INSTRUCTIONS TO FOLLOW | Copy the stretch from the start of the entries through the line that contains "M 370 267 L", changing "wooden plank" to "timber board" and leaving everything else as it is.

★ ★ ★ ★ ★ ★ ★

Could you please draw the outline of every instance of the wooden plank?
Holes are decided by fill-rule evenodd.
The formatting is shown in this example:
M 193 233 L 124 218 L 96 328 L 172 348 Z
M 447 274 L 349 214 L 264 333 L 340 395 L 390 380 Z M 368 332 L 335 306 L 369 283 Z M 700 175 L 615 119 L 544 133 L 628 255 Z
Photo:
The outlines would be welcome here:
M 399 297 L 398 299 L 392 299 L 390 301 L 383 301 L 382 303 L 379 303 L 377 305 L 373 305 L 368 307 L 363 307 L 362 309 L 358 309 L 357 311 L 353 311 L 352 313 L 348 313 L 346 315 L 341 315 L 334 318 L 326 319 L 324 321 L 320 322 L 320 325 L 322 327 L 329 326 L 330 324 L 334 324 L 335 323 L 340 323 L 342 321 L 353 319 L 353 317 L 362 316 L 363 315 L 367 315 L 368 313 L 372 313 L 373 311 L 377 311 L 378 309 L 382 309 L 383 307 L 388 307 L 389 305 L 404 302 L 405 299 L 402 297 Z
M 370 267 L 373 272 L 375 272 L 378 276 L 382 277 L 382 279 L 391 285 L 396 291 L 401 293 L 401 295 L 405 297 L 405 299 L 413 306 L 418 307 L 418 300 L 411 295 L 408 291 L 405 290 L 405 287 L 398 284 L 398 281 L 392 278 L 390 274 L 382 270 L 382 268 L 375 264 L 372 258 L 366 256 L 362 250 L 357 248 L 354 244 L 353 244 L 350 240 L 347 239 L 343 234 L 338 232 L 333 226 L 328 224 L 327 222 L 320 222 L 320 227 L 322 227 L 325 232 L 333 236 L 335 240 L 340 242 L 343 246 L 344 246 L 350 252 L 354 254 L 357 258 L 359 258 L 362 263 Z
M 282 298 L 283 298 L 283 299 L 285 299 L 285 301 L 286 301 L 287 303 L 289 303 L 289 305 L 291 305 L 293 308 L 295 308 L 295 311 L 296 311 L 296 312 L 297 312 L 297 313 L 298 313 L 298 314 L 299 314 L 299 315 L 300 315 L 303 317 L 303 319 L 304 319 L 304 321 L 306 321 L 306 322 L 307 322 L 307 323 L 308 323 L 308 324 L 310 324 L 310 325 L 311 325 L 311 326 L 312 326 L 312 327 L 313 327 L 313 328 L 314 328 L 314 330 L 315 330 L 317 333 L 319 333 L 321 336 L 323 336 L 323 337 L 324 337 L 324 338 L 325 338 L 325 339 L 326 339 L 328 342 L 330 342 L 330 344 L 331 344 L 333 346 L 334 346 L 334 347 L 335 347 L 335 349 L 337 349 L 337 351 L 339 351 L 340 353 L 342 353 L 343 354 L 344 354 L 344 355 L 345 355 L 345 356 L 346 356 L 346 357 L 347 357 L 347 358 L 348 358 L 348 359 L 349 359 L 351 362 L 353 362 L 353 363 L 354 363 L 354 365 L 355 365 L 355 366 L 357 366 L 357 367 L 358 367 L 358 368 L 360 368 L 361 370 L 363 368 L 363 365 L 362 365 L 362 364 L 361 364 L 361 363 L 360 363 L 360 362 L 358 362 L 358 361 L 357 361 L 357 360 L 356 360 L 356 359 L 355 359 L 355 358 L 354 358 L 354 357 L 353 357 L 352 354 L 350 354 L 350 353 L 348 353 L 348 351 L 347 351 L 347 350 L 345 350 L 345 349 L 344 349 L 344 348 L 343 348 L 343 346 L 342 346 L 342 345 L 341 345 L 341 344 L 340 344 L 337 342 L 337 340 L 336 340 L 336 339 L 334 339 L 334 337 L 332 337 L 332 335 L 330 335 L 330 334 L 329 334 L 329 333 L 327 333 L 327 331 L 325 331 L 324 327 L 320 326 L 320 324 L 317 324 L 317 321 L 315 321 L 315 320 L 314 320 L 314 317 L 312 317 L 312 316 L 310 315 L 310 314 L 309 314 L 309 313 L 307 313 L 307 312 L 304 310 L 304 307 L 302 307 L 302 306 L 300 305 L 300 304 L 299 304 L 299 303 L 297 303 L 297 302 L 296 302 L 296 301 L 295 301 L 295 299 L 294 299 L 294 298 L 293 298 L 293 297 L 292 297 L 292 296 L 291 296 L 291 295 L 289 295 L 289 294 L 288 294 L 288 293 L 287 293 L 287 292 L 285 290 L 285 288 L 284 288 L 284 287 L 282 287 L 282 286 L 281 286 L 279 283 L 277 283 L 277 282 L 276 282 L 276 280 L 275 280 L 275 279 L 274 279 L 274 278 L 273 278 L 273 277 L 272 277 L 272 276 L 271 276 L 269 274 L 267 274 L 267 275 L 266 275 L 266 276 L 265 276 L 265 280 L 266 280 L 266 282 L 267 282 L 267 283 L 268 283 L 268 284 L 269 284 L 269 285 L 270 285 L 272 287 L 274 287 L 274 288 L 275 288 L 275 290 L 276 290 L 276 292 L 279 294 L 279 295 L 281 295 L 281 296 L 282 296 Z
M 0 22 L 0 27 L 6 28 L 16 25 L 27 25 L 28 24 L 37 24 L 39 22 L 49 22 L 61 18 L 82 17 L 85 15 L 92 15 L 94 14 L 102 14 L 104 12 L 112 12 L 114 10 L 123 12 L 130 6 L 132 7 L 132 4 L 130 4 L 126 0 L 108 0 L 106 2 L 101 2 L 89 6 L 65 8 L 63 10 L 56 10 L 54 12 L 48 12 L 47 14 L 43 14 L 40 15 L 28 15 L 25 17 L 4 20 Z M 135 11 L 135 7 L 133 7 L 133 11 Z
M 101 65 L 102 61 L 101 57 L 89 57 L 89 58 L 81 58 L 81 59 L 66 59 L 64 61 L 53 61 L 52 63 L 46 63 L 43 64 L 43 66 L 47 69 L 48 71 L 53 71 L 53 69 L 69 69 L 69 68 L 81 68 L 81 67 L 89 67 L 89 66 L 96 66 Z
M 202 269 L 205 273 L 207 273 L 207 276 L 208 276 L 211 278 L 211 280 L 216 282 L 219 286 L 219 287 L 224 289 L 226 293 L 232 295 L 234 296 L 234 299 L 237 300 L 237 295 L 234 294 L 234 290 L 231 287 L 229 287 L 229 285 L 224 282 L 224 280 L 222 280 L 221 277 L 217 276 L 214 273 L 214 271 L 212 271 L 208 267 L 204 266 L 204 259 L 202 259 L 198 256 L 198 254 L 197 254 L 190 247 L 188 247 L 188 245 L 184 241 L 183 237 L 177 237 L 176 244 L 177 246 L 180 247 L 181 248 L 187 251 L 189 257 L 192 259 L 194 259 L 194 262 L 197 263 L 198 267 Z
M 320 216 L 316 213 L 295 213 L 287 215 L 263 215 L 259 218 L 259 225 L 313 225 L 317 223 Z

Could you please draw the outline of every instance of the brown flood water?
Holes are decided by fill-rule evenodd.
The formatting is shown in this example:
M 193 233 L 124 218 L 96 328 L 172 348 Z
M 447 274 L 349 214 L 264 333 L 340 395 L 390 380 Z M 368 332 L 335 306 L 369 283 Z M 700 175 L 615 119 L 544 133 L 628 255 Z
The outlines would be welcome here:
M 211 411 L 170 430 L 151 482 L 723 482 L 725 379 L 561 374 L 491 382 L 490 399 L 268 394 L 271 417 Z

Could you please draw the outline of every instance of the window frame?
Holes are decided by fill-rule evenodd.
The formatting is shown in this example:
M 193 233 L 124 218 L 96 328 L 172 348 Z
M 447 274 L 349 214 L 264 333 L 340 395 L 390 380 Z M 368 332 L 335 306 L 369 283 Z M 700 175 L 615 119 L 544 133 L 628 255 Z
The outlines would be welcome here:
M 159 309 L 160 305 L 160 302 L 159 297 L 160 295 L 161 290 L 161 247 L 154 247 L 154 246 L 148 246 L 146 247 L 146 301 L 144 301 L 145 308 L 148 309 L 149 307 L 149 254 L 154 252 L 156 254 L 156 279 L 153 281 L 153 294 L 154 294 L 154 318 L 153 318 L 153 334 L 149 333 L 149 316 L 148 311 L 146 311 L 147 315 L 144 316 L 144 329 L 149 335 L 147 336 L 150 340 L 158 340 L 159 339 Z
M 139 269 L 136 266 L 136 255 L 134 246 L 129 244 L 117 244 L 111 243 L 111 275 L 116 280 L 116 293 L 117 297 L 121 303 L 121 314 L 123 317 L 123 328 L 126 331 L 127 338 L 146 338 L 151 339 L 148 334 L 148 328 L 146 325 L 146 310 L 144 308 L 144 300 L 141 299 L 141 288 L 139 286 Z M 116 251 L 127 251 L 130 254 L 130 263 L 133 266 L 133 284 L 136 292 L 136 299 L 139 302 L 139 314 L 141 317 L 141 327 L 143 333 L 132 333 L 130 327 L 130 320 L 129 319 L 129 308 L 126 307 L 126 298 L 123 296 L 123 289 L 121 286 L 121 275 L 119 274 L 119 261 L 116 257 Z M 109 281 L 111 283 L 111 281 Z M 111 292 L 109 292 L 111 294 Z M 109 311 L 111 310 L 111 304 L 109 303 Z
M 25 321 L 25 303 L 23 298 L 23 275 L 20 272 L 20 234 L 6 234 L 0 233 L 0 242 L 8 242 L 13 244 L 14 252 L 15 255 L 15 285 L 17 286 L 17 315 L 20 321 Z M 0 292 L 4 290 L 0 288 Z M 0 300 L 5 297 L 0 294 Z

★ ★ ★ ★ ★ ★ ★

FINISHED ANSWER |
Could you please draw the outline of every instance of the timber board?
Holes are decided by fill-rule evenodd.
The formatting is shown in this example:
M 193 233 L 124 218 L 96 328 L 172 348 Z
M 447 274 L 349 214 L 264 333 L 340 395 L 390 380 Z M 368 332 L 335 306 L 369 283 Z M 700 175 L 615 119 L 544 133 L 628 255 Z
Photo:
The outlines would be welcome here:
M 399 297 L 398 299 L 392 299 L 390 301 L 383 301 L 382 303 L 379 303 L 377 305 L 373 305 L 368 307 L 363 307 L 362 309 L 358 309 L 357 311 L 353 311 L 352 313 L 348 313 L 346 315 L 341 315 L 334 318 L 326 319 L 324 321 L 320 322 L 320 325 L 322 327 L 329 326 L 330 324 L 334 324 L 335 323 L 340 323 L 342 321 L 353 319 L 353 317 L 362 316 L 363 315 L 367 315 L 368 313 L 372 313 L 373 311 L 377 311 L 378 309 L 382 309 L 383 307 L 388 307 L 389 305 L 404 302 L 405 299 L 402 297 Z
M 370 267 L 373 272 L 375 272 L 378 276 L 382 277 L 382 279 L 391 285 L 396 291 L 401 293 L 401 295 L 405 297 L 405 299 L 413 306 L 418 307 L 418 300 L 411 295 L 408 291 L 405 290 L 405 287 L 398 284 L 398 281 L 392 278 L 390 274 L 382 270 L 382 268 L 375 264 L 372 258 L 366 256 L 362 250 L 357 248 L 354 244 L 353 244 L 350 240 L 347 239 L 343 234 L 338 232 L 333 226 L 328 224 L 327 222 L 320 222 L 320 227 L 322 227 L 325 232 L 333 236 L 335 240 L 340 242 L 343 246 L 344 246 L 350 252 L 354 254 L 357 258 L 359 258 L 362 263 Z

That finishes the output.